**DATASET**
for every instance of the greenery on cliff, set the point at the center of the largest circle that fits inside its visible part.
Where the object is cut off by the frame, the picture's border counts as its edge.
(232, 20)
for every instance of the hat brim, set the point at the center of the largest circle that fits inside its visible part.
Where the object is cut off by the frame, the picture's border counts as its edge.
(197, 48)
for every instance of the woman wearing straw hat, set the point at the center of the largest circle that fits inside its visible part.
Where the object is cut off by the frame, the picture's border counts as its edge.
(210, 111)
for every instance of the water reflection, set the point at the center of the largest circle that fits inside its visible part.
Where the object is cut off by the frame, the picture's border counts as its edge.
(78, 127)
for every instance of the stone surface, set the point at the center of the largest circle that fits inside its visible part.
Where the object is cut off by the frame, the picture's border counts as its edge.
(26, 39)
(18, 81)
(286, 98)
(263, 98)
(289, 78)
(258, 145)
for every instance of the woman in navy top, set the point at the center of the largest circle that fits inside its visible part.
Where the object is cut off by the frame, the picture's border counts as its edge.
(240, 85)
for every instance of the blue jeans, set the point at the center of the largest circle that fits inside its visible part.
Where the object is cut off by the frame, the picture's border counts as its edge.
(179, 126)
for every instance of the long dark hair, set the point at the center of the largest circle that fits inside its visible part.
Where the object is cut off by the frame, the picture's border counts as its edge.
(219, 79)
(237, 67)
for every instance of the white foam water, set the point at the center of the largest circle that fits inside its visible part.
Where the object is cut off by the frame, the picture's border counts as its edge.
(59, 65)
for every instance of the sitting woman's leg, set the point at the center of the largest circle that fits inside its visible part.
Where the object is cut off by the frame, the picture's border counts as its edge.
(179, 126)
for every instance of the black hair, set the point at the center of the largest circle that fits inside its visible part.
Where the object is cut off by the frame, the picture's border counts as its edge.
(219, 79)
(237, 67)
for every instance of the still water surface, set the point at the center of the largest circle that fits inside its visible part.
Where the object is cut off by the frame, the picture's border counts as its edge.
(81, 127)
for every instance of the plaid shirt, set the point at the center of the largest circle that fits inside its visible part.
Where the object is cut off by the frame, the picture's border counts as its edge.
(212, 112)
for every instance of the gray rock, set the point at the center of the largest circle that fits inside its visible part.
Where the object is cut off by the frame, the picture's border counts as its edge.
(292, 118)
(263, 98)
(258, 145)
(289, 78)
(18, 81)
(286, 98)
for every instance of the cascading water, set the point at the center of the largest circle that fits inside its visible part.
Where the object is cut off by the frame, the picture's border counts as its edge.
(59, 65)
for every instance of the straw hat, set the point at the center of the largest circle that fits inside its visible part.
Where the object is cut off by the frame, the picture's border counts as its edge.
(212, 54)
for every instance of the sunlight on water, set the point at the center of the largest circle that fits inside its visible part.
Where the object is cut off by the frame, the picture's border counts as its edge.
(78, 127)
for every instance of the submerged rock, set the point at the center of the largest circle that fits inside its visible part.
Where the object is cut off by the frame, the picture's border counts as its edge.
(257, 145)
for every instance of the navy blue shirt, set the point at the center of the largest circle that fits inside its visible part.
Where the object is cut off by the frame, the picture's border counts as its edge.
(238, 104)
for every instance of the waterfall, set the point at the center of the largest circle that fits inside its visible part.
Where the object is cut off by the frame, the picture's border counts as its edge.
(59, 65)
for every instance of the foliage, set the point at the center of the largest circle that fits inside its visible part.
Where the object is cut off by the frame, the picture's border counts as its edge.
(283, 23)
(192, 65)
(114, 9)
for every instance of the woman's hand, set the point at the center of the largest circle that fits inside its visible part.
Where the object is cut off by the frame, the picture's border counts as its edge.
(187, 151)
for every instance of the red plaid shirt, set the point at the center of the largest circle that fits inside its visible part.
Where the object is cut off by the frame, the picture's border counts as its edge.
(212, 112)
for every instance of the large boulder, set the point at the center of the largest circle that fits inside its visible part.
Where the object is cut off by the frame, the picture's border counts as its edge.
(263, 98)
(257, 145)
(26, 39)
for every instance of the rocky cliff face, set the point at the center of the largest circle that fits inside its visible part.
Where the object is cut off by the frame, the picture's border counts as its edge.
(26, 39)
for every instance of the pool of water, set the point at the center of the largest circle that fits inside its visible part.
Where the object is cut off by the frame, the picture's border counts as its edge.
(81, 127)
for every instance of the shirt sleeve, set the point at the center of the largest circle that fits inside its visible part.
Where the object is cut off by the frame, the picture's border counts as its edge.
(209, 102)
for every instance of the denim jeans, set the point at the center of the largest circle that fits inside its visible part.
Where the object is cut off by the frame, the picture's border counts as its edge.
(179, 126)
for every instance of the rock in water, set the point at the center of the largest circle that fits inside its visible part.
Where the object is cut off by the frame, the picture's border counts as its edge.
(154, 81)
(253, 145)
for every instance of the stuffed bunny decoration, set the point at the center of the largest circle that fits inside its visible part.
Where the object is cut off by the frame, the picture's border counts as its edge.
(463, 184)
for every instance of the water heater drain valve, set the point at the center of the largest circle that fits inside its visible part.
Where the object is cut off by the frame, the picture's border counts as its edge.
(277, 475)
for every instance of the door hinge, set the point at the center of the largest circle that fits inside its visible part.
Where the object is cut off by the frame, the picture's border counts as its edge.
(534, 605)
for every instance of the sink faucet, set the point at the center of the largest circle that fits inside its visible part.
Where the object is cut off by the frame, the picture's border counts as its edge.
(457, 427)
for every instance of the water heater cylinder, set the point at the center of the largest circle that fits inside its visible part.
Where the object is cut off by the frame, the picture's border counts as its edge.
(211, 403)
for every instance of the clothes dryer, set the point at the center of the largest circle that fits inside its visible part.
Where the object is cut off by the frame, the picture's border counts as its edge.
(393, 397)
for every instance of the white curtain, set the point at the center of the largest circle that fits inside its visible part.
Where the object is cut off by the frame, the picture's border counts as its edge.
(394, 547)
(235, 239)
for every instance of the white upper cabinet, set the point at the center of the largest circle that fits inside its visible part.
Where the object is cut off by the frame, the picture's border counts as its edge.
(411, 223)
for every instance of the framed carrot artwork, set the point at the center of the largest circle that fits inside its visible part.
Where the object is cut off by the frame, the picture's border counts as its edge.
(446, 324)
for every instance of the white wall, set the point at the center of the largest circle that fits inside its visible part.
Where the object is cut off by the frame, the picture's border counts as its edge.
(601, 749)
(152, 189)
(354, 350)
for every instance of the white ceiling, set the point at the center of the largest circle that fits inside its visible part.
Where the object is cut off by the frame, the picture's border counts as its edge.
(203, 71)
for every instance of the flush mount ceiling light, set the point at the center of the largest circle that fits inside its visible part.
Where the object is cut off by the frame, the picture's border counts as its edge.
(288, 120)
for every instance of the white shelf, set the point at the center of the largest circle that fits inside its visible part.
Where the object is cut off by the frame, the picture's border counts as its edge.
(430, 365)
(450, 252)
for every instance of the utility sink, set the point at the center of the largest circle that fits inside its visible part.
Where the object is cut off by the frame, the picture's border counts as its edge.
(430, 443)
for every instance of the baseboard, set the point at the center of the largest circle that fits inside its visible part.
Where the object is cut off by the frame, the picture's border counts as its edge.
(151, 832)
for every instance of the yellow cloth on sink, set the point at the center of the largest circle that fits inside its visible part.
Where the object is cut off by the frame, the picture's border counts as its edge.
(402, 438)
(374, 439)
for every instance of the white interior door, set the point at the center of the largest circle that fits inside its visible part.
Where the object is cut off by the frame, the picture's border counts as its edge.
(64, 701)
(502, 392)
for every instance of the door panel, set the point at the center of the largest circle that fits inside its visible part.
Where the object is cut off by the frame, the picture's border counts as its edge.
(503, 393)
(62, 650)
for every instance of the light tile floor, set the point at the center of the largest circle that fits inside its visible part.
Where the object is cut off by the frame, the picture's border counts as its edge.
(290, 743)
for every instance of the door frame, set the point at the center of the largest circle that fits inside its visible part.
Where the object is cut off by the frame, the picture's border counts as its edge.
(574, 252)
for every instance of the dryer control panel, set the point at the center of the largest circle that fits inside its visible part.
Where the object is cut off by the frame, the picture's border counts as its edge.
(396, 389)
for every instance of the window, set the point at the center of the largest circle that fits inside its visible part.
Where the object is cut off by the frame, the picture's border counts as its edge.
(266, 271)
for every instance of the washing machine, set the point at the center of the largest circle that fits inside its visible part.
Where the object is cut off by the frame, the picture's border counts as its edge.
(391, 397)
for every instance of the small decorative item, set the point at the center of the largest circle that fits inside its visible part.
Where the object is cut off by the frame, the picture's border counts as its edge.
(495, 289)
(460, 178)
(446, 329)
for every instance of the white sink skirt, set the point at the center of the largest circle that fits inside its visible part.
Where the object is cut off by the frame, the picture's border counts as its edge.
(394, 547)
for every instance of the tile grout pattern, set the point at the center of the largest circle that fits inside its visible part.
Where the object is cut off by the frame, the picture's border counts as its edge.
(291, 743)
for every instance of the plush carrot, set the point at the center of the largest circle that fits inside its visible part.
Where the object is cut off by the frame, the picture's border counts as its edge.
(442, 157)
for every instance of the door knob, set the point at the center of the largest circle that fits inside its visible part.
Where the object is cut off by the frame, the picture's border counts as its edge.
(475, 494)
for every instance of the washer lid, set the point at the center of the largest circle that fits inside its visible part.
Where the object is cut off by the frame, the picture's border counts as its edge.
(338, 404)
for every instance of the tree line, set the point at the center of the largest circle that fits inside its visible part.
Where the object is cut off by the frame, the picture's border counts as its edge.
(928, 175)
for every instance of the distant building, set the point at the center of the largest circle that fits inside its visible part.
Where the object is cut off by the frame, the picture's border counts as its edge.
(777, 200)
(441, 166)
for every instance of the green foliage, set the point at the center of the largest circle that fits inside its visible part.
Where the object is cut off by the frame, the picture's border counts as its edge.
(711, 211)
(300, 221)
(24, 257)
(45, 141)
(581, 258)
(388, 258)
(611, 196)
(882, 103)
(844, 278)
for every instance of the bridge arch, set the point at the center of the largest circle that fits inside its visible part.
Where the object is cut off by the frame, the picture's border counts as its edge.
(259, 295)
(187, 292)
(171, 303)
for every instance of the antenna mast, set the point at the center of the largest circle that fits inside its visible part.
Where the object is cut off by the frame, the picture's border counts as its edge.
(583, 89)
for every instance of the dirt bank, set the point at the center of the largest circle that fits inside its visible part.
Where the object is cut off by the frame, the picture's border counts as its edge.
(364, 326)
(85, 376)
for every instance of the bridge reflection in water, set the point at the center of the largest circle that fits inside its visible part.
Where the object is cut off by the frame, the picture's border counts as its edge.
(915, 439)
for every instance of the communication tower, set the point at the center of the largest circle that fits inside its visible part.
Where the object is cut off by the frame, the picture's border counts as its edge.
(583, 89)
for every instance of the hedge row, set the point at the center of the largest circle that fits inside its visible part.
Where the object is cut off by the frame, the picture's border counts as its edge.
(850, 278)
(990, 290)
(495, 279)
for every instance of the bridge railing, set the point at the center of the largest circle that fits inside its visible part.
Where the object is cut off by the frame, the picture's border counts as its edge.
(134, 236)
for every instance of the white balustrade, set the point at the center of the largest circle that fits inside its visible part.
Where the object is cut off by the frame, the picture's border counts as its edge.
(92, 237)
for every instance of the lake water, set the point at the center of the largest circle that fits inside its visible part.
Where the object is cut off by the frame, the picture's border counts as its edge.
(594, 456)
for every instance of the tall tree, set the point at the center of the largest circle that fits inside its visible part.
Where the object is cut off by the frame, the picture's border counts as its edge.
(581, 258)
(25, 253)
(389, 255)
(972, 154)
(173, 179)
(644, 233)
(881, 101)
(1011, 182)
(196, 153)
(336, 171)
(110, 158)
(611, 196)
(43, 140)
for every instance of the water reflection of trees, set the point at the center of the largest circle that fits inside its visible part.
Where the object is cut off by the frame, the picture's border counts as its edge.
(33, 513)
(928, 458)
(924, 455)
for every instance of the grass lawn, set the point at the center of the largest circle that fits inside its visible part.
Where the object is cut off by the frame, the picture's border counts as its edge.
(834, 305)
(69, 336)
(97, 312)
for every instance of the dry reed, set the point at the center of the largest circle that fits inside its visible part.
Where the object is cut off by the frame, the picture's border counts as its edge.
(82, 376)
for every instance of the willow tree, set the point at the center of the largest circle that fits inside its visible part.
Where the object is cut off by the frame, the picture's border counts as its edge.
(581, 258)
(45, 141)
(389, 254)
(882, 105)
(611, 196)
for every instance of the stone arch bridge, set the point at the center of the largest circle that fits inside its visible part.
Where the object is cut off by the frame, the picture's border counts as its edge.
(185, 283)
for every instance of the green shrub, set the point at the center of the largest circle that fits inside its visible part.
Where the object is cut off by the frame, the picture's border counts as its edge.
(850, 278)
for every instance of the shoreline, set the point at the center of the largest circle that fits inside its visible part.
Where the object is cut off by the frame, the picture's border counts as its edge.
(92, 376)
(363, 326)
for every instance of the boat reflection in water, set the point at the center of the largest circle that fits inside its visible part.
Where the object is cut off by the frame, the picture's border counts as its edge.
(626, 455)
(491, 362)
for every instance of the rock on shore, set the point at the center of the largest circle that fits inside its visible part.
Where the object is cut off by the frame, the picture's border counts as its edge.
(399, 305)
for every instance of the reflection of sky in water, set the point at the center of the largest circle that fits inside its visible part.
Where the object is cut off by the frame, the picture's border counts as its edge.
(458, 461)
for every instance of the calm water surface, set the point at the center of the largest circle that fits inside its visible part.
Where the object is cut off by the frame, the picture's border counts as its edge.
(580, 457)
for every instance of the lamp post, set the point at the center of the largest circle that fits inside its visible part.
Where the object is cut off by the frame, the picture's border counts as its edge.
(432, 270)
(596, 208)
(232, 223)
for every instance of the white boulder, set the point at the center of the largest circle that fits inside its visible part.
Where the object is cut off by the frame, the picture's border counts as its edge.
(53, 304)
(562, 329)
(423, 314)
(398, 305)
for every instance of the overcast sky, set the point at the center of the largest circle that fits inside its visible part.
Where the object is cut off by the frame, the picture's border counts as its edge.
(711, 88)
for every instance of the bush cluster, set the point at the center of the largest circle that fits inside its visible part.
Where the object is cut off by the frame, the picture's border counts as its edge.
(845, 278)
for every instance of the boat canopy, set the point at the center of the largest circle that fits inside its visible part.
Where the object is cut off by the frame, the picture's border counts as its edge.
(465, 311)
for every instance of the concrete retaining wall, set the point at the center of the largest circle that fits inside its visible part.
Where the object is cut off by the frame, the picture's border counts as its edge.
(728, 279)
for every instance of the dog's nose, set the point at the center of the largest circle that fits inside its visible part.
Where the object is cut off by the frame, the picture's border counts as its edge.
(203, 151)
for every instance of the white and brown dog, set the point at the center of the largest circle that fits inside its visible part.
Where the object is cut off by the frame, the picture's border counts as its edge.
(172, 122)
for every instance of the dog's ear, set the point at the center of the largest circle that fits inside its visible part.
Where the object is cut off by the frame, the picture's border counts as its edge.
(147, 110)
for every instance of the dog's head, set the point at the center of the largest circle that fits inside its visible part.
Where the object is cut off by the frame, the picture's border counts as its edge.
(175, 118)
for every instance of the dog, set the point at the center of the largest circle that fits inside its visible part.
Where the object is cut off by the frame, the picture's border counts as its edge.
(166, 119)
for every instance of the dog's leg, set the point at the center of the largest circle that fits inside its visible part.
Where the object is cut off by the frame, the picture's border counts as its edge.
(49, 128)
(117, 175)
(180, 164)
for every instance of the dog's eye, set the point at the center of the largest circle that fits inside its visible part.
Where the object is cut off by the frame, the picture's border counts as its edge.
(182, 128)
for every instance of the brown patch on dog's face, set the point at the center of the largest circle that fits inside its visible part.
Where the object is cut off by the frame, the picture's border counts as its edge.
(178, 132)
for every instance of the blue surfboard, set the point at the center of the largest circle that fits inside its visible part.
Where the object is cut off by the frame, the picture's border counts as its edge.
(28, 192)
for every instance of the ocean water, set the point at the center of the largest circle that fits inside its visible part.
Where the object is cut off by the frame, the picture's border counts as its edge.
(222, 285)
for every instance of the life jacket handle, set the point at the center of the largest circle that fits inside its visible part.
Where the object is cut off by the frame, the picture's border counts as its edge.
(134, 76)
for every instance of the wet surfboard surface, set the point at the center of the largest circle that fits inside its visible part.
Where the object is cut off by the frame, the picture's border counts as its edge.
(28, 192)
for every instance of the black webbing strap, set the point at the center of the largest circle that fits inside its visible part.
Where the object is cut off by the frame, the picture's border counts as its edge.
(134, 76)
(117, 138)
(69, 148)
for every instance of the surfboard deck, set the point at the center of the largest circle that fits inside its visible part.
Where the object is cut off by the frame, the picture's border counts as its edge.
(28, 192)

**WORK TO COMPLETE**
Could you copy every line from the records that mentions the word "wall"?

**RESULT**
for every instance of the white wall, set the point at the center of the largest circle that fits inside its visible part.
for every instance of the concrete retaining wall, set the point at the center of the largest circle that fits inside its visible part.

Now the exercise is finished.